* [WORK INSTRUCTION]: Please retype the listing below without a single change.

:: INFORMATION

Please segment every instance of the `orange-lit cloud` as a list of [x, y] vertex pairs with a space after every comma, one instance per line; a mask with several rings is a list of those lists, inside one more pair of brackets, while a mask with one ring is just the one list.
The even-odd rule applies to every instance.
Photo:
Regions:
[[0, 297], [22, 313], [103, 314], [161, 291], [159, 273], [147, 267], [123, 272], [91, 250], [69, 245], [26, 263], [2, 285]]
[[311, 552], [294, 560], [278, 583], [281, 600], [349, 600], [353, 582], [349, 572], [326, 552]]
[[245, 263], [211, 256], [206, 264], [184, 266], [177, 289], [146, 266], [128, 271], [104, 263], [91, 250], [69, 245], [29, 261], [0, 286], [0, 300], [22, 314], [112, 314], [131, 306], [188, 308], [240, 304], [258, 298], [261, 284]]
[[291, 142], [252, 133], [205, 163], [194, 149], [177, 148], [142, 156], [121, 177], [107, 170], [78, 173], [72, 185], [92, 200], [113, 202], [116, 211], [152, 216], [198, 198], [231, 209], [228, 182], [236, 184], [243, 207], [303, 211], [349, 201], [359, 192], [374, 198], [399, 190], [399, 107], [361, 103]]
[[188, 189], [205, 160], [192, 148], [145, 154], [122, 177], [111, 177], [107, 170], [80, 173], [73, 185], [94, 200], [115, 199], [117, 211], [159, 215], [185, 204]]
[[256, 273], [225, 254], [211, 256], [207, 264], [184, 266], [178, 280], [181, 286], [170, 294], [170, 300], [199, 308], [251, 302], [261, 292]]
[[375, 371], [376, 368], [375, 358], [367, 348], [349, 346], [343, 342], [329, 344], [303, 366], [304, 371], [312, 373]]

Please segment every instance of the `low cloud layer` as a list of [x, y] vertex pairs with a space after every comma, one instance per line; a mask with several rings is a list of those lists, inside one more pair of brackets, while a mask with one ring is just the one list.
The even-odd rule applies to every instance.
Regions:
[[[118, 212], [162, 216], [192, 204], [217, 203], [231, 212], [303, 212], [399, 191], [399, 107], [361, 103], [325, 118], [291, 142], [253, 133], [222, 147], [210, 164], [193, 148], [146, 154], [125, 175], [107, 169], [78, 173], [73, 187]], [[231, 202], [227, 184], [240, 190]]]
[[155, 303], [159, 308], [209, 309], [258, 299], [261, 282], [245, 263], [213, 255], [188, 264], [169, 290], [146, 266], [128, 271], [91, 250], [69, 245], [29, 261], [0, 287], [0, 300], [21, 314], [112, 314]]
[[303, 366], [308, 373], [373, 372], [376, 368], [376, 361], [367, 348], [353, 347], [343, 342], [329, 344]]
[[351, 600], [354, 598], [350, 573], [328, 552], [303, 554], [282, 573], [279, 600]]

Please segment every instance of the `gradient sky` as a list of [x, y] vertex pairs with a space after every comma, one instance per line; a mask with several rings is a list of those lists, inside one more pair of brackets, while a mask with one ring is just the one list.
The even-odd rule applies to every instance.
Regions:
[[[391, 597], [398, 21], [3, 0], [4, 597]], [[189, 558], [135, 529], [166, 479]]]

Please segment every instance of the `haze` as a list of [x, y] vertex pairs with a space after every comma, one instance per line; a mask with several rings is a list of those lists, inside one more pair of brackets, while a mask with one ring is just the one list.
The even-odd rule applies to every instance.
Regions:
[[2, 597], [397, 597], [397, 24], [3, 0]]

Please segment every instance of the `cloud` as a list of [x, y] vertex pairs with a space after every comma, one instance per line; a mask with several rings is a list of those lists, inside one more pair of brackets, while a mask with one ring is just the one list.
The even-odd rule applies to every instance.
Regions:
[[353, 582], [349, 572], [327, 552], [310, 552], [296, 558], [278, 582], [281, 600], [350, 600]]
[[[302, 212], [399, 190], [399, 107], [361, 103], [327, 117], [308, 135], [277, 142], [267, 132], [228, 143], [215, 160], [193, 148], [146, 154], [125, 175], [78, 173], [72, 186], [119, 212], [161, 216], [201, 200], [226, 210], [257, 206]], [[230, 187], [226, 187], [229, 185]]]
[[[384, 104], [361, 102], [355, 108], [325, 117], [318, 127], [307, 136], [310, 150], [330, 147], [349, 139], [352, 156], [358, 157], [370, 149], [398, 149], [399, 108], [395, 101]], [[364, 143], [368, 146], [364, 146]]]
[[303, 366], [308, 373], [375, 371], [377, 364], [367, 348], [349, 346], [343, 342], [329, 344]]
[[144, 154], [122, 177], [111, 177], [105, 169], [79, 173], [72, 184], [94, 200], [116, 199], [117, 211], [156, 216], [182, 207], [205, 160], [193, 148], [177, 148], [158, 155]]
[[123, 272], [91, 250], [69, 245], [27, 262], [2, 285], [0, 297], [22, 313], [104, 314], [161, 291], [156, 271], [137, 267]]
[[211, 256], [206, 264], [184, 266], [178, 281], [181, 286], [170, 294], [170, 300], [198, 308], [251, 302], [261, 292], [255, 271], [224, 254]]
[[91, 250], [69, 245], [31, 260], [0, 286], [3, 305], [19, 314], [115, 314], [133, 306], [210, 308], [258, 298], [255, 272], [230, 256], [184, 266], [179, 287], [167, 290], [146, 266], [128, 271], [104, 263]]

::::

* [ANSWER]:
Please segment every instance of the `orange-lit cloud` as a list of [x, y] vertex pairs with a space after every comma, one instance per line; a mask with several rings is a list of those lists, inside one more pair of brackets, while a mask with one ring is just the one list.
The even-odd rule applies to every instance.
Photo:
Regions:
[[0, 297], [22, 313], [103, 314], [161, 291], [159, 273], [147, 267], [123, 272], [91, 250], [69, 245], [26, 263], [2, 285]]
[[311, 552], [294, 560], [278, 583], [281, 600], [349, 600], [353, 582], [349, 572], [326, 552]]
[[245, 263], [211, 256], [206, 264], [184, 266], [177, 289], [146, 266], [128, 271], [104, 263], [91, 250], [69, 245], [29, 261], [0, 286], [0, 300], [22, 314], [112, 314], [131, 306], [188, 308], [240, 304], [258, 298], [261, 284]]
[[291, 142], [252, 133], [205, 163], [194, 149], [177, 148], [142, 156], [121, 177], [107, 170], [78, 173], [72, 185], [92, 200], [113, 202], [116, 211], [152, 216], [198, 198], [231, 209], [228, 182], [236, 184], [243, 207], [303, 211], [349, 201], [359, 192], [374, 198], [399, 190], [399, 107], [361, 103]]
[[188, 189], [205, 160], [192, 148], [145, 154], [122, 177], [111, 177], [107, 170], [80, 173], [73, 185], [94, 200], [115, 199], [117, 211], [159, 215], [185, 204]]
[[256, 273], [225, 254], [211, 256], [207, 264], [184, 266], [178, 280], [181, 286], [170, 294], [170, 300], [199, 308], [251, 302], [261, 292]]
[[375, 371], [376, 368], [375, 358], [367, 348], [349, 346], [343, 342], [329, 344], [303, 366], [304, 371], [312, 373]]

Please segment every instance of the `low cloud layer` as a list of [x, y] vertex pairs with a space after every comma, one instance per line; a mask with several rings is a list of those lists, inside one more pair of brackets, while a mask with one ring is just the one list.
The even-odd rule applies to every instance.
Regions:
[[[118, 212], [162, 216], [192, 204], [217, 203], [231, 212], [303, 212], [399, 191], [399, 107], [361, 103], [325, 118], [291, 142], [253, 133], [222, 147], [210, 164], [193, 148], [146, 154], [125, 175], [107, 169], [78, 173], [73, 187]], [[231, 202], [227, 184], [240, 190]]]
[[155, 303], [159, 308], [209, 309], [258, 299], [261, 282], [245, 263], [213, 255], [188, 264], [169, 290], [146, 266], [128, 271], [91, 250], [69, 245], [29, 261], [0, 287], [0, 300], [21, 314], [112, 314]]
[[303, 366], [308, 373], [373, 372], [376, 368], [376, 361], [367, 348], [353, 347], [343, 342], [329, 344]]
[[351, 600], [354, 598], [350, 573], [328, 552], [303, 554], [282, 573], [279, 600]]

Please segment every instance of the `gradient sky` as a list of [x, y] vertex pairs with a space after every comma, one instance per line; a mask with several rings is a list of those lists, inside one more pair of brackets, while a mask with one ring is just the one list.
The even-odd rule applies to every instance.
Regions:
[[[391, 597], [398, 21], [3, 0], [4, 597]], [[189, 558], [135, 529], [166, 479]]]

Please segment every instance of the `haze` as a list of [x, y] vertex pairs with a space after every comma, one instance per line; a mask with several rings is a list of those lists, inside one more pair of brackets, while a mask with one ring is just the one list.
The even-odd rule applies to every instance.
Regions:
[[2, 597], [397, 597], [397, 24], [3, 0]]

Please segment every instance of the `cloud` as a list of [x, y] vertex pairs with a space after every comma, one instance per line; a mask with several rings is a list of those lists, inside one more pair of brackets, while a mask with one ring is just the one list.
The even-odd rule applies to every instance.
Regions:
[[353, 582], [349, 572], [327, 552], [310, 552], [296, 558], [278, 582], [281, 600], [350, 600]]
[[[302, 212], [399, 190], [399, 107], [361, 103], [327, 117], [308, 135], [277, 142], [267, 132], [228, 143], [215, 160], [193, 148], [146, 154], [125, 175], [78, 173], [72, 186], [119, 212], [161, 216], [201, 200], [226, 210], [257, 206]], [[230, 187], [226, 187], [229, 185]]]
[[[384, 104], [361, 102], [355, 108], [325, 117], [318, 127], [307, 136], [310, 150], [330, 147], [349, 139], [352, 156], [358, 157], [370, 149], [398, 149], [399, 108], [395, 101]], [[364, 143], [368, 146], [364, 146]]]
[[303, 366], [308, 373], [375, 371], [377, 364], [367, 348], [349, 346], [343, 342], [329, 344]]
[[144, 154], [122, 177], [111, 177], [105, 169], [79, 173], [72, 184], [94, 200], [116, 199], [117, 211], [156, 216], [182, 207], [205, 160], [193, 148], [177, 148], [158, 155]]
[[123, 272], [91, 250], [69, 245], [27, 262], [2, 285], [0, 297], [22, 313], [104, 314], [161, 291], [156, 271], [137, 267]]
[[211, 256], [206, 264], [184, 266], [178, 281], [181, 286], [170, 294], [170, 300], [198, 308], [251, 302], [261, 292], [255, 271], [224, 254]]
[[91, 250], [69, 245], [31, 260], [0, 286], [3, 305], [19, 314], [115, 314], [133, 306], [210, 308], [258, 298], [255, 272], [230, 256], [184, 266], [179, 287], [167, 290], [146, 266], [128, 271], [104, 263]]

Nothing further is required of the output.